PROBLEM DETAILS - The data must be returned in full, with no character altered.

DATA UNDER STUDY -

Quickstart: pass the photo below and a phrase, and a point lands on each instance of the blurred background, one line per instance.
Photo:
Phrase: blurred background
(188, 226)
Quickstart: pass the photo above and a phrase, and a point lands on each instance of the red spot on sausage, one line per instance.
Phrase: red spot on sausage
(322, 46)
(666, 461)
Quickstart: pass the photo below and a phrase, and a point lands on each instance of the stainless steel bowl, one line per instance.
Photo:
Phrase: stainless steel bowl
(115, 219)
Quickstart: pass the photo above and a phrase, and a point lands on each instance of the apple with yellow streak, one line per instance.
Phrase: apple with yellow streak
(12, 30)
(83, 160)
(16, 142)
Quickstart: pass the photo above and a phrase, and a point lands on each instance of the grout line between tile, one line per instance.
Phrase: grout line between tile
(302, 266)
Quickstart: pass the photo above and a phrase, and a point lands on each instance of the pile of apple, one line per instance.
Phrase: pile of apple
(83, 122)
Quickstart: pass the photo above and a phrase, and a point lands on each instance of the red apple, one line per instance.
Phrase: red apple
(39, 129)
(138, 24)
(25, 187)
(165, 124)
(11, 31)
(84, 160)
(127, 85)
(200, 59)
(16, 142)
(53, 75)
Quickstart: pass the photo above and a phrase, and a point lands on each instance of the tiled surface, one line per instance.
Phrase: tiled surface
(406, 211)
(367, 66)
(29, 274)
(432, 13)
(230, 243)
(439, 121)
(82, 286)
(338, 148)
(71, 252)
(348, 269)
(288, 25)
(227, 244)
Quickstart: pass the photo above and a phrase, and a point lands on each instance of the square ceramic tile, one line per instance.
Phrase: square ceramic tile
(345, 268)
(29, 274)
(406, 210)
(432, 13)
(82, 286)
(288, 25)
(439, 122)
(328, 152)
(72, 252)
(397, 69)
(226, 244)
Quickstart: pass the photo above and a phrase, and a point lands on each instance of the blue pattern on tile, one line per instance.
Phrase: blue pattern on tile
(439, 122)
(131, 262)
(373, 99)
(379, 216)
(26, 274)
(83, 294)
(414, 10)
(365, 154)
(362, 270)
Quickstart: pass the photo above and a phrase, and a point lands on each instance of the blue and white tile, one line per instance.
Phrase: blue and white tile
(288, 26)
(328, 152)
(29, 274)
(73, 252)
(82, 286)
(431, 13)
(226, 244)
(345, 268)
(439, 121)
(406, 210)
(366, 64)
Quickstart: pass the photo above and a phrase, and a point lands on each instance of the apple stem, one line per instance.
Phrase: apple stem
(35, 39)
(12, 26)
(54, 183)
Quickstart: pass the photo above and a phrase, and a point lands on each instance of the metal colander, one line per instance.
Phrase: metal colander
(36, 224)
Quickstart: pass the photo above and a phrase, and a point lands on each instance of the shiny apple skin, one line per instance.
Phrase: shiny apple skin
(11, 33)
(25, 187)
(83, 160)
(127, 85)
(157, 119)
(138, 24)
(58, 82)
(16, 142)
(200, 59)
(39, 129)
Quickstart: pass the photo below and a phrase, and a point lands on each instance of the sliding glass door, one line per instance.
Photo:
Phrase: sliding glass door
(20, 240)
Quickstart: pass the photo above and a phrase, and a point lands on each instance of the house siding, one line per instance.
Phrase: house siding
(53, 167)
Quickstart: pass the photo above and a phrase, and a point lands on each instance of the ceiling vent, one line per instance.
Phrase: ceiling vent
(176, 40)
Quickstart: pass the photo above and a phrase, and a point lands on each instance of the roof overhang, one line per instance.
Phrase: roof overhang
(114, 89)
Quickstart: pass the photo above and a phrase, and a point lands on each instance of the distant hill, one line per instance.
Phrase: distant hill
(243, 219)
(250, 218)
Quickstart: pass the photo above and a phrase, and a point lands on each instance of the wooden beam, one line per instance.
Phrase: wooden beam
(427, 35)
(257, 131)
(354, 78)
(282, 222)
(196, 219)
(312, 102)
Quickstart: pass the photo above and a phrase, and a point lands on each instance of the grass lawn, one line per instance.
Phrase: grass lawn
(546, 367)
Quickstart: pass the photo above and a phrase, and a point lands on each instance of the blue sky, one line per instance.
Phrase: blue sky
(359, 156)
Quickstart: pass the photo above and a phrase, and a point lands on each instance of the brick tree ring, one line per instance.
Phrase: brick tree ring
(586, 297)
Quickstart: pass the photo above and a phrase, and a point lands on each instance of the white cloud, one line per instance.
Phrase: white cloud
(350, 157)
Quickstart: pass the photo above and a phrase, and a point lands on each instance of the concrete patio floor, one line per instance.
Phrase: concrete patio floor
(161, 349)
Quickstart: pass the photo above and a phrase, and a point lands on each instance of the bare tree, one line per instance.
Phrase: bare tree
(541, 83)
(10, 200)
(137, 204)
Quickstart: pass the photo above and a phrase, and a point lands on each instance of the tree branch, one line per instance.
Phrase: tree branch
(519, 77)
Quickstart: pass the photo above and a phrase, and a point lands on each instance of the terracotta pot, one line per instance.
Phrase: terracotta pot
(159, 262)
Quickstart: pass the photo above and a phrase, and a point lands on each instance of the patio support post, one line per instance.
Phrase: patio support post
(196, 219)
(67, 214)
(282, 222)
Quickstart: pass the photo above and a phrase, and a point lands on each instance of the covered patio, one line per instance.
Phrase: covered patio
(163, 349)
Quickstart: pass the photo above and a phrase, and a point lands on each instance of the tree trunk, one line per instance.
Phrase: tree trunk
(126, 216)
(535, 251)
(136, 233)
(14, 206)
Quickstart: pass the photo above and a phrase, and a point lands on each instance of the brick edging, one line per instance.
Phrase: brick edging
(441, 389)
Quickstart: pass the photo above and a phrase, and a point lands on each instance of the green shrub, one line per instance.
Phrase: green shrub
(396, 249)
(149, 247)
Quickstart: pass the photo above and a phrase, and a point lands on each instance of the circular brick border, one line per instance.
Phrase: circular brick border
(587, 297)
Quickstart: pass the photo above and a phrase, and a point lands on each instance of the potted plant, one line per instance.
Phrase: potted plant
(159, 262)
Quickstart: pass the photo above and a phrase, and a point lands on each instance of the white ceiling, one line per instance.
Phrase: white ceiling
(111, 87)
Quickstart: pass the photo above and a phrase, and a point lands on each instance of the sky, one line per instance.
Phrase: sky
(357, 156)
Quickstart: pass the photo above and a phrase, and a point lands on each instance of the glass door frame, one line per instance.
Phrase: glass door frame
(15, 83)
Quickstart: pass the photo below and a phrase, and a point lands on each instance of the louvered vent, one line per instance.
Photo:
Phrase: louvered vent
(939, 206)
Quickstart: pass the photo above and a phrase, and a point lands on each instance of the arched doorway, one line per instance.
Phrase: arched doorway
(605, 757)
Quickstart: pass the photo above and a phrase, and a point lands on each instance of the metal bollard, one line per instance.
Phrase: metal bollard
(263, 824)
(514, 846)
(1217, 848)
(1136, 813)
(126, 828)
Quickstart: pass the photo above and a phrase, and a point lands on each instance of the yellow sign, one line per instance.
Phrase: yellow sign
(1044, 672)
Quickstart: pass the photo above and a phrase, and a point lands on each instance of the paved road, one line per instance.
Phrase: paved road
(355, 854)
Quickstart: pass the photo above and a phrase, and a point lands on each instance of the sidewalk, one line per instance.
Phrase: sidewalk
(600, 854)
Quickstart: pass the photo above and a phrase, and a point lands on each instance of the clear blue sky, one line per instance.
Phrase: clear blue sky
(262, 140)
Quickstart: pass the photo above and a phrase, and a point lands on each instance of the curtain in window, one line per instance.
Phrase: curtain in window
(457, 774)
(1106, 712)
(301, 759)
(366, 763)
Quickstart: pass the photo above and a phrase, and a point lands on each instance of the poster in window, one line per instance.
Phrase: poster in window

OUTPUT OF THE EXERCISE -
Quickstart: pass the photo below and a phrase, and a point lands on each instance of the blurred background, one line per instance.
Photo:
Phrase: blurred background
(188, 226)
Quickstart: pass the photo above and a phrase, and a point lands on each instance of the red spot on sausage, one line per instance.
Phrase: red spot on sausage
(322, 46)
(666, 461)
Quickstart: pass the photo below and a phrase, and a point lands on each instance of the stainless steel bowl, one line per instance.
Photo:
Phrase: stainless steel bowl
(115, 219)
Quickstart: pass the photo above and a phrase, and a point lands on each instance of the apple with yellow streak, one line per instance.
Phrase: apple with yellow streak
(12, 30)
(83, 160)
(16, 142)
Quickstart: pass the photo above and a phrase, and a point lands on each instance of the grout line between tile, one line per instance.
Phrase: grout line between tile
(302, 266)
Quickstart: pass the photo above and a phrase, and a point lands on each instance of the pile of apple, one line per instance.
Phrase: pile of apple
(83, 122)
Quickstart: pass the photo above and a phrase, and a point lands on each instance of the red apple, one line per instance.
Phrase: red apple
(39, 129)
(138, 24)
(25, 187)
(165, 124)
(11, 31)
(84, 160)
(127, 85)
(200, 59)
(16, 142)
(53, 75)
Quickstart: pass the photo above and a phrase, and a point lands on each instance of the tiled surface, one line per instance.
Phrase: tiled surface
(406, 211)
(367, 66)
(29, 274)
(432, 13)
(230, 243)
(439, 121)
(82, 286)
(338, 148)
(71, 252)
(348, 269)
(288, 25)
(227, 244)
Quickstart: pass the photo above and a phrase, and a point lands on each instance of the square ceramic tile, one line per instance.
Phrase: square ceramic tile
(345, 268)
(29, 274)
(406, 210)
(432, 13)
(82, 286)
(288, 25)
(439, 122)
(328, 152)
(72, 252)
(397, 69)
(226, 244)
Quickstart: pass the photo above and a phrase, and a point lands on each instance of the blue pattern on tile, one line per instance.
Phrase: blue pattern on tile
(439, 122)
(131, 262)
(373, 99)
(379, 216)
(26, 274)
(83, 294)
(414, 10)
(365, 154)
(362, 270)
Quickstart: pass the photo above and a phrase, and a point lands on each instance of the blue and white tile, one line per instance.
Phrase: blue and white tile
(288, 26)
(328, 152)
(29, 274)
(73, 252)
(82, 286)
(431, 13)
(226, 244)
(345, 268)
(439, 121)
(406, 210)
(366, 64)
Quickstart: pass the photo above and a phrase, and a point lands on each instance of the apple stem, one line per instance.
Phrase: apple stem
(35, 39)
(12, 26)
(54, 183)
Quickstart: pass the photo above and a phrase, and a point lands on each instance of the metal colander, one line per instance.
Phrase: metal colander
(36, 224)
Quickstart: pass the photo above and a phrase, and a point lands on each instance of the shiny apple skin, one line per instance.
Phrase: shiny apple skin
(11, 33)
(25, 187)
(83, 160)
(127, 85)
(157, 119)
(138, 24)
(58, 82)
(16, 142)
(200, 59)
(39, 129)
Quickstart: pass the photo below and a phrase, and a point lands on each instance of the sliding glass door, one line per instance.
Photo:
Phrase: sliding glass door
(20, 240)
Quickstart: pass the photo above and a phrase, and a point lands on each instance of the house siding, one line per instance.
Phrase: house siding
(53, 167)
Quickstart: pass the photo above and a phrase, and a point lands on each instance of the ceiling vent, one line per instance.
Phrase: ceiling vent
(176, 40)
Quickstart: pass the photo above and a phrase, and a point lands on each instance of the roof overhang, one line per instance.
Phrase: roof overhang
(114, 89)
Quickstart: pass the photo above and a phrase, and a point lands on each instance of the distant hill, one line per instance.
Phrase: distant hill
(243, 219)
(250, 218)
Quickstart: pass the photo above and a phrase, and a point lands on each instance of the wooden beam, one line per instance.
Phrase: wooden beam
(427, 35)
(257, 131)
(354, 78)
(282, 222)
(196, 219)
(312, 102)
Quickstart: pass the photo above and a phrase, and a point lands on each instance of the grass lawn, one line per instance.
Phrase: grass lawn
(546, 367)
Quickstart: pass the photo above and a phrase, and a point lands on each instance of the blue sky, one line per instance.
Phrase: blue sky
(359, 156)
Quickstart: pass the photo above and a phrase, and a point lands on each instance of the brick tree ring, one line per instance.
Phrase: brick tree ring
(586, 297)
Quickstart: pass the photo above and a phrase, and a point lands on each instance of the white cloud, one line per instance.
Phrase: white cloud
(350, 157)
Quickstart: pass the photo above and a phrase, and a point lands on each instance of the concrete patio floor, one line per instance.
Phrase: concrete patio floor
(161, 349)
Quickstart: pass the photo above and a phrase, and a point lands on each instance of the bare tree, one line per instance.
Phrase: bare tree
(541, 83)
(10, 200)
(137, 204)
Quickstart: pass the photo above and a phrase, and a point lands on each instance of the tree branch, one line per instance.
Phrase: tree branch
(519, 77)
Quickstart: pass the photo above and a phrase, and a point lands on each instance of the terracotta pot, one line per instance.
Phrase: terracotta pot
(159, 262)
Quickstart: pass the photo above and a phrase, and a point lands on each instance of the patio support post, one line per instance.
Phrase: patio support post
(196, 219)
(67, 214)
(282, 222)
Quickstart: pass the photo above and a phrase, and a point lands on each instance of the covered patio, one line per instance.
Phrase: covered patio
(163, 349)
Quickstart: pass the photo above and a phrase, and a point lands on each instance of the tree trunk, one line per instance.
Phrase: tree trunk
(126, 216)
(535, 251)
(136, 233)
(14, 206)
Quickstart: pass the photo above and a phrase, and a point lands on each instance of the brick edging, one line per instance.
Phrase: brick edging
(441, 389)
Quickstart: pass the photo above and a phrase, and a point lands on each instance of the green shrub, one line per instance.
Phrase: green shrub
(396, 249)
(149, 247)
Quickstart: pass the photo above and a phrase, and a point lands on each instance of the circular brick border, one line per instance.
Phrase: circular brick border
(587, 297)
Quickstart: pass the photo above and a phrase, and a point lands on each instance of the potted plant, one line per instance.
Phrase: potted plant
(159, 262)
Quickstart: pass the photo above and a phrase, and a point lands on each instance of the white ceiling, one line per instance.
Phrase: white ceiling
(111, 87)
Quickstart: pass the photo above and a phrase, and a point lands on each instance of the sky, one line per instance.
Phrase: sky
(357, 156)
Quickstart: pass the photo above and a phrase, and a point lands on each instance of the glass door frame, one line per instance.
Phrase: glass door frame
(15, 83)
Quickstart: pass the photo below and a phrase, and a point lands on each instance of the louvered vent, one line per instance.
Photo:
Phrase: louvered vent
(939, 206)
Quickstart: pass the photo above and a phrase, and a point lands on each instance of the arched doorway, one line per instance.
Phrase: arched doorway
(605, 757)
Quickstart: pass the photo above and a phrase, and a point lands on each instance of the metal bollard, one line per instance.
Phrase: metal bollard
(263, 824)
(514, 846)
(1217, 848)
(1136, 813)
(126, 828)
Quickstart: pass the photo above and a phrase, and a point lands on each instance of the yellow sign, one line per instance.
Phrase: yellow sign
(1044, 672)
Quickstart: pass the photo above and a phrase, and a point lands on each instance of the paved road, one line per instance.
Phrase: paved road
(355, 854)
Quickstart: pass the photo above and a phrase, and a point lands on each instance of the sidewalk, one line per instance.
Phrase: sidewalk
(600, 854)
Quickstart: pass the photo above and a phrase, and a point lands on each instance of the clear blue sky, one line per instance.
Phrase: clear blue sky
(262, 140)
Quickstart: pass the photo above and a phrase, and a point lands on each instance of the curtain in window, one line per instance.
Phrase: curtain in window
(457, 774)
(1106, 712)
(301, 759)
(366, 763)
Quickstart: pass the photo above and a phrase, and a point lands on each instance of the poster in window, one line per instance.
Phrase: poster in window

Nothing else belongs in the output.